◆ **Problem details**
Carry none of the pictures over; write out the complete data exactly.
──────── Input for this task
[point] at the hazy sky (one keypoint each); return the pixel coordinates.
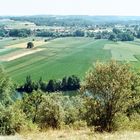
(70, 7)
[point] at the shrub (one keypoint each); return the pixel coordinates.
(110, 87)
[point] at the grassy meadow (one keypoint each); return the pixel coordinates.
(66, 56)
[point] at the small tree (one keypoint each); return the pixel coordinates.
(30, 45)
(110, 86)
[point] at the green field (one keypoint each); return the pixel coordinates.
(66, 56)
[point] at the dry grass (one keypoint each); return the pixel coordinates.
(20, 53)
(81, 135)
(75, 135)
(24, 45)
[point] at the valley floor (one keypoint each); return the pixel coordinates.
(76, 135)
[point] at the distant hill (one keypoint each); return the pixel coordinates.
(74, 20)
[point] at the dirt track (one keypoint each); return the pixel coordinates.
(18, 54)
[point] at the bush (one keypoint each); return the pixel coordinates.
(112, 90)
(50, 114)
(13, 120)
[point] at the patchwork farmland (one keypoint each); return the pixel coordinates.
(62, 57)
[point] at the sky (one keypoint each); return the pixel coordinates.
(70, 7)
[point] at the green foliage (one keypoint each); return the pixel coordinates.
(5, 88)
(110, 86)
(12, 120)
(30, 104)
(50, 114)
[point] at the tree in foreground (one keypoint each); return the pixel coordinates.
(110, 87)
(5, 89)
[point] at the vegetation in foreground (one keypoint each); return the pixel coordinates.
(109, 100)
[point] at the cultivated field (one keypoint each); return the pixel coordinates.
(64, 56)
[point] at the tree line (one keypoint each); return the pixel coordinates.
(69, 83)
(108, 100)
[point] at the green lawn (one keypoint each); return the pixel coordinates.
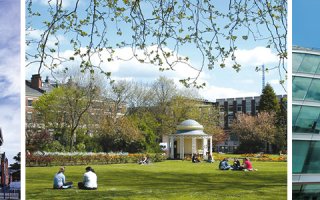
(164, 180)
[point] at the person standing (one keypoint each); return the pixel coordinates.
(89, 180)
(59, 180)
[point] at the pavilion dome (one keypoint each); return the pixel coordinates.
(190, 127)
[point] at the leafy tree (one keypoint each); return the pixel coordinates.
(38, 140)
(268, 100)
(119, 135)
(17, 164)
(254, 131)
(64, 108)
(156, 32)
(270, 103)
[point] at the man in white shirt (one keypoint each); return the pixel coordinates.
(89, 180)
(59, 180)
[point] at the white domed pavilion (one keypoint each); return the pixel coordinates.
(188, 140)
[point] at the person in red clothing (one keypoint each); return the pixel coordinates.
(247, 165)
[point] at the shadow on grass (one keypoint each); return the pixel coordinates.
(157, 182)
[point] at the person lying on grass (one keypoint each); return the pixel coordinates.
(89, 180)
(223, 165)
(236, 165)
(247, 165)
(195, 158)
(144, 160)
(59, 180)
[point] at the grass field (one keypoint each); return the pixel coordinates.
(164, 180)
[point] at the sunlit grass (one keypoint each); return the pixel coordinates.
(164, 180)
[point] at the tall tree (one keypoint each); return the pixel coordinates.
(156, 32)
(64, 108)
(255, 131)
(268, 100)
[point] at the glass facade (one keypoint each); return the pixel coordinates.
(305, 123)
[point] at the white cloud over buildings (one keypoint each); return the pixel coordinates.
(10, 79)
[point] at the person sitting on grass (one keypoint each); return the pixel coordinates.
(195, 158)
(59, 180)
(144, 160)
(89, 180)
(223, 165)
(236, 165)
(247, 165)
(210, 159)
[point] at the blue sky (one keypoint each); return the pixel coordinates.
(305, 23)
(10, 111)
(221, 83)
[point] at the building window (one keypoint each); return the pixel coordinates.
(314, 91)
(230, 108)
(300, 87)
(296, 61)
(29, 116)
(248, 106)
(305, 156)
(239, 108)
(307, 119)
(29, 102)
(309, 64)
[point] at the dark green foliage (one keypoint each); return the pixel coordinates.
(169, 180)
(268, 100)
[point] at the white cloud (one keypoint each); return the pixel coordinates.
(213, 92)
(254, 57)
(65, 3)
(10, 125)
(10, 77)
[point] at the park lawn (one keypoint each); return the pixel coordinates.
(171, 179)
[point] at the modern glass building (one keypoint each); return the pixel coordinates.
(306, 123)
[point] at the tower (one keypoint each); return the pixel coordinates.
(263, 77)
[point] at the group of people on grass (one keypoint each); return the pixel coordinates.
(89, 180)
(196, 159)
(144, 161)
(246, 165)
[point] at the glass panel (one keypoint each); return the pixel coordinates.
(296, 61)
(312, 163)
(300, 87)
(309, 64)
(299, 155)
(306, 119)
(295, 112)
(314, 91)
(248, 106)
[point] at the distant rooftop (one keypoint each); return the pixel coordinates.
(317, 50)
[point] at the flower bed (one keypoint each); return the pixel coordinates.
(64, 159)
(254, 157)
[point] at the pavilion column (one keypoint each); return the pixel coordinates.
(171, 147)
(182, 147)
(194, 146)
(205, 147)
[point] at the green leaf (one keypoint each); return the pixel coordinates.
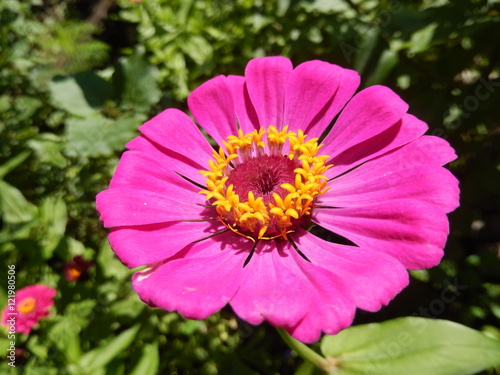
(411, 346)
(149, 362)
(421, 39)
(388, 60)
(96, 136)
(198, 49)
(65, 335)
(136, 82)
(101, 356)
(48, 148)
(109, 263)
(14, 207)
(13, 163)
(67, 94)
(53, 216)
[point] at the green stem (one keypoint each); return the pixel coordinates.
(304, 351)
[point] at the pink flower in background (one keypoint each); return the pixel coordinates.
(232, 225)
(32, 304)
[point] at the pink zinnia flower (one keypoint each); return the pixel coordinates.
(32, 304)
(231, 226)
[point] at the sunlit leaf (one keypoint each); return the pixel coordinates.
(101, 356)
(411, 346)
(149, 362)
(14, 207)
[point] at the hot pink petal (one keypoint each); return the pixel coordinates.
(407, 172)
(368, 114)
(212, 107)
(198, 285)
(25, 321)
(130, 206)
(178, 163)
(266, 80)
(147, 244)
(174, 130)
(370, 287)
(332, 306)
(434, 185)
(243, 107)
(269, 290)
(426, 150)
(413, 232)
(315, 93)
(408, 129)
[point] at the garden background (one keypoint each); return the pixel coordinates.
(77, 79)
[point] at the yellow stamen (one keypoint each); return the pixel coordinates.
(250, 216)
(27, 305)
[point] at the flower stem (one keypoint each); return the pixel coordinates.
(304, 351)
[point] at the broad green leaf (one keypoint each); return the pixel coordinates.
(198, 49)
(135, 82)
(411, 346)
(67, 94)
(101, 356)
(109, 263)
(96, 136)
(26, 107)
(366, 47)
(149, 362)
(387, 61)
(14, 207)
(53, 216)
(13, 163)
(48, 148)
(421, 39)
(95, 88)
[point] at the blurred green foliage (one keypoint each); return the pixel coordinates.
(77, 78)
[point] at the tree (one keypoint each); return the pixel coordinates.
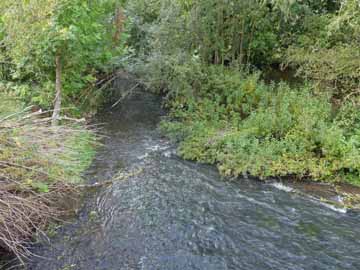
────────────────
◆ **Result of this task**
[point] at the hazy sky (one keypoint each); return the pixel coordinates.
(70, 7)
[point] at the shrub (one keypoint each); return the pixel coordinates.
(110, 87)
[point] at the grassy meadow (one keypoint each); return the pixel coordinates.
(66, 56)
[point] at the small tree (one keypoint each); return the pixel coordinates.
(30, 45)
(110, 86)
[point] at the green field (one keypoint each); return the pixel coordinates.
(66, 56)
[point] at the dry grass (one keypoint each); return the pixel coordinates.
(20, 53)
(81, 135)
(75, 135)
(24, 45)
[point] at the valley floor (one keypoint each); return the pixel coordinates.
(76, 135)
[point] at the distant hill (one keypoint each); return the pixel coordinates.
(74, 20)
[point] at the dirt track (one keypoint each); return the pixel coordinates.
(18, 54)
[point] at the bush (one keypoint each); return the pixel coordinates.
(112, 90)
(50, 114)
(13, 120)
[point] at the patchwork farmland (one keypoint each); return the pixel coordinates.
(62, 57)
[point] at the sky (one keypoint each); return the pixel coordinates.
(70, 7)
[point] at the green foliage (one keypoint each); return the pixel coordinates.
(5, 88)
(110, 86)
(12, 120)
(30, 104)
(50, 114)
[point] at the tree in foreground (one keypoint each); return the pixel coordinates.
(110, 87)
(5, 89)
[point] at the vegetation in foreground (one keypoint each); return the pixel coordinates.
(109, 100)
[point] at the cultivated field (one keypoint each); return the pixel coordinates.
(64, 56)
[point] at the tree line (one keypoint each); return the pixel coordinates.
(69, 83)
(108, 100)
[point] at the green lawn (one keypoint each); return the pixel coordinates.
(164, 180)
[point] at the person standing (one keypoint each); return the pixel coordinates.
(89, 180)
(59, 180)
[point] at the pavilion dome (one keypoint each); return the pixel coordinates.
(190, 127)
[point] at the leafy tree (one keypoint each); return the pixel coordinates.
(38, 140)
(268, 100)
(119, 135)
(17, 164)
(254, 131)
(64, 108)
(156, 32)
(270, 103)
[point] at the man in white shirt (one keypoint each); return the pixel coordinates.
(89, 180)
(59, 180)
[point] at the white domed pavilion (one keypoint each); return the pixel coordinates.
(188, 140)
[point] at the person in red clothing (one keypoint each); return the pixel coordinates.
(247, 165)
[point] at the shadow on grass (one keypoint each); return the pixel coordinates.
(157, 182)
[point] at the person lying on grass (one keypoint each); return the pixel coordinates.
(89, 180)
(223, 165)
(236, 165)
(247, 165)
(195, 158)
(144, 160)
(59, 180)
[point] at the grass field (one keypoint each); return the pixel coordinates.
(164, 180)
[point] at the sunlit grass (one keypoint each); return the pixel coordinates.
(164, 180)
[point] at the tall tree (one keypoint each); return the pixel coordinates.
(156, 32)
(64, 108)
(255, 131)
(268, 100)
[point] at the glass facade (one keypoint each); return the pixel coordinates.
(305, 123)
[point] at the white cloud over buildings (one keypoint each); return the pixel coordinates.
(10, 79)
[point] at the person sitting on grass (one keypoint each); return the pixel coordinates.
(195, 158)
(59, 180)
(144, 160)
(89, 180)
(223, 165)
(236, 165)
(247, 165)
(210, 159)
[point] at the blue sky (one keypoint each); return the pixel coordinates.
(305, 23)
(10, 111)
(221, 83)
[point] at the building window (one keypoint each); return the pixel coordinates.
(314, 91)
(230, 108)
(300, 87)
(296, 61)
(29, 116)
(248, 106)
(305, 156)
(239, 108)
(307, 119)
(29, 102)
(309, 64)
[point] at the dark green foliage (one keypoint each); return the pixel coordinates.
(169, 180)
(268, 100)
[point] at the white cloud (one keypoint each); return the pixel coordinates.
(213, 92)
(254, 57)
(65, 3)
(10, 125)
(10, 77)
[point] at the park lawn (one keypoint each); return the pixel coordinates.
(171, 179)
[point] at the modern glass building (one keypoint each); return the pixel coordinates.
(306, 123)
[point] at the tower (one keypoint each); return the pixel coordinates.
(263, 77)
[point] at the group of people on grass (one keypoint each); return the pixel coordinates.
(89, 180)
(196, 159)
(144, 161)
(246, 165)
[point] at the glass panel (one keypoint each); return the pixel coordinates.
(296, 61)
(312, 163)
(300, 87)
(309, 64)
(299, 155)
(306, 119)
(295, 112)
(314, 91)
(248, 106)
[point] at the distant rooftop (one keypoint each); return the pixel coordinates.
(317, 50)
[point] at the flower bed (one keypoint each); return the pixel coordinates.
(64, 159)
(254, 157)
[point] at the pavilion column (one keypoint each); return the pixel coordinates.
(171, 147)
(182, 147)
(194, 146)
(205, 147)
[point] at the green leaf (one keypoint each); return the pixel coordinates.
(411, 346)
(149, 362)
(421, 39)
(388, 60)
(96, 136)
(198, 49)
(65, 335)
(136, 82)
(101, 356)
(48, 148)
(109, 263)
(14, 207)
(13, 163)
(67, 94)
(53, 216)
[point] at the green stem (one keypoint each); return the pixel coordinates.
(304, 351)
[point] at the pink flower in background (one keypoint each); return the pixel coordinates.
(232, 225)
(32, 304)
[point] at the pink zinnia flower (one keypoint each); return the pixel coordinates.
(32, 304)
(231, 226)
[point] at the sunlit leaf (one keypoint each); return the pixel coordinates.
(101, 356)
(411, 346)
(149, 362)
(14, 207)
[point] at the hot pink petal (one keypoint each); return the pixel coordinates.
(407, 172)
(368, 114)
(212, 107)
(198, 285)
(25, 321)
(130, 206)
(178, 163)
(266, 80)
(147, 244)
(174, 130)
(370, 287)
(332, 306)
(434, 185)
(243, 107)
(269, 290)
(426, 150)
(413, 232)
(315, 93)
(408, 129)
[point] at the garden background (one keypoint each); return the pixel coordinates.
(77, 79)
[point] at the yellow stamen (one keypoint each); return the pixel coordinates.
(250, 216)
(27, 305)
[point] at the flower stem (one keypoint each); return the pixel coordinates.
(304, 351)
[point] at the broad green leaf (one keypoint each); return the pixel coordinates.
(198, 49)
(135, 82)
(411, 346)
(67, 94)
(101, 356)
(109, 263)
(96, 136)
(26, 107)
(366, 47)
(149, 362)
(387, 61)
(14, 207)
(53, 216)
(13, 163)
(48, 148)
(421, 39)
(95, 88)
[point] at the blurred green foliage (one keypoint each); return the pixel coordinates.
(77, 78)
[point] at the tree (one keypoint each); return the pixel coordinates.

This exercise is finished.